Top of Supplied records
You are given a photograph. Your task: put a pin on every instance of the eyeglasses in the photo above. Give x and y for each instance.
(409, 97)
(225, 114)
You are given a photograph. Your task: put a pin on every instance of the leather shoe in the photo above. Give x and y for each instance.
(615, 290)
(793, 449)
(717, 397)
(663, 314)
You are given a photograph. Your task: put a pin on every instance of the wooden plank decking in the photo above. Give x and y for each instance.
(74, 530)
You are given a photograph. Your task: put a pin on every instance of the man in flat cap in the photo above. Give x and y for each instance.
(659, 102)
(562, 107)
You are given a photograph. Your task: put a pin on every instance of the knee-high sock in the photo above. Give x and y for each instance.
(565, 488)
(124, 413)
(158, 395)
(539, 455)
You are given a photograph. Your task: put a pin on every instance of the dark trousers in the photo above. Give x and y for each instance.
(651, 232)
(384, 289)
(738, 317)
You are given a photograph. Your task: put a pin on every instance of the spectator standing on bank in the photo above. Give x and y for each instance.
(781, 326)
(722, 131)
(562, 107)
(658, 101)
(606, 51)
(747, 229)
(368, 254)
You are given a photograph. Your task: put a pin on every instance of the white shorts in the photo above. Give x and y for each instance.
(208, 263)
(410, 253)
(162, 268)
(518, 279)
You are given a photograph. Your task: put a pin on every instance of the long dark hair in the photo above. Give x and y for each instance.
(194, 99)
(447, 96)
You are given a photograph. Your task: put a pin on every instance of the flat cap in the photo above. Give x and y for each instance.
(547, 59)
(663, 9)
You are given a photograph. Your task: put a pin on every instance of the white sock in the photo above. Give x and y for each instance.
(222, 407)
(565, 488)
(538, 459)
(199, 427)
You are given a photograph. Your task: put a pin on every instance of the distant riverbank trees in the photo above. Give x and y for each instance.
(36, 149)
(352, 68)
Bottom of Supplied records
> Problem description
Each line from the one containing "of the long" through the last line of the entries is to be copied exactly, with no other lines added.

> Response for this exercise
You are given a photograph. Your task: put a pin on every instance of the long dark hair in the photo above. Give x and y for each instance.
(194, 99)
(447, 96)
You are given a photograph. Your task: put a pin on every instance of the flat cap in the photo above. Give x and y for each instance.
(547, 59)
(663, 9)
You are given a photograph. Your task: put a pin on every instance of the white sock in the photo above. Give x and y for each instance.
(222, 407)
(565, 488)
(538, 459)
(199, 427)
You are given a photograph. Your task: put a pin on every instance of the distant riverbank trees in the photo above. Give x and y for each instance.
(36, 149)
(352, 68)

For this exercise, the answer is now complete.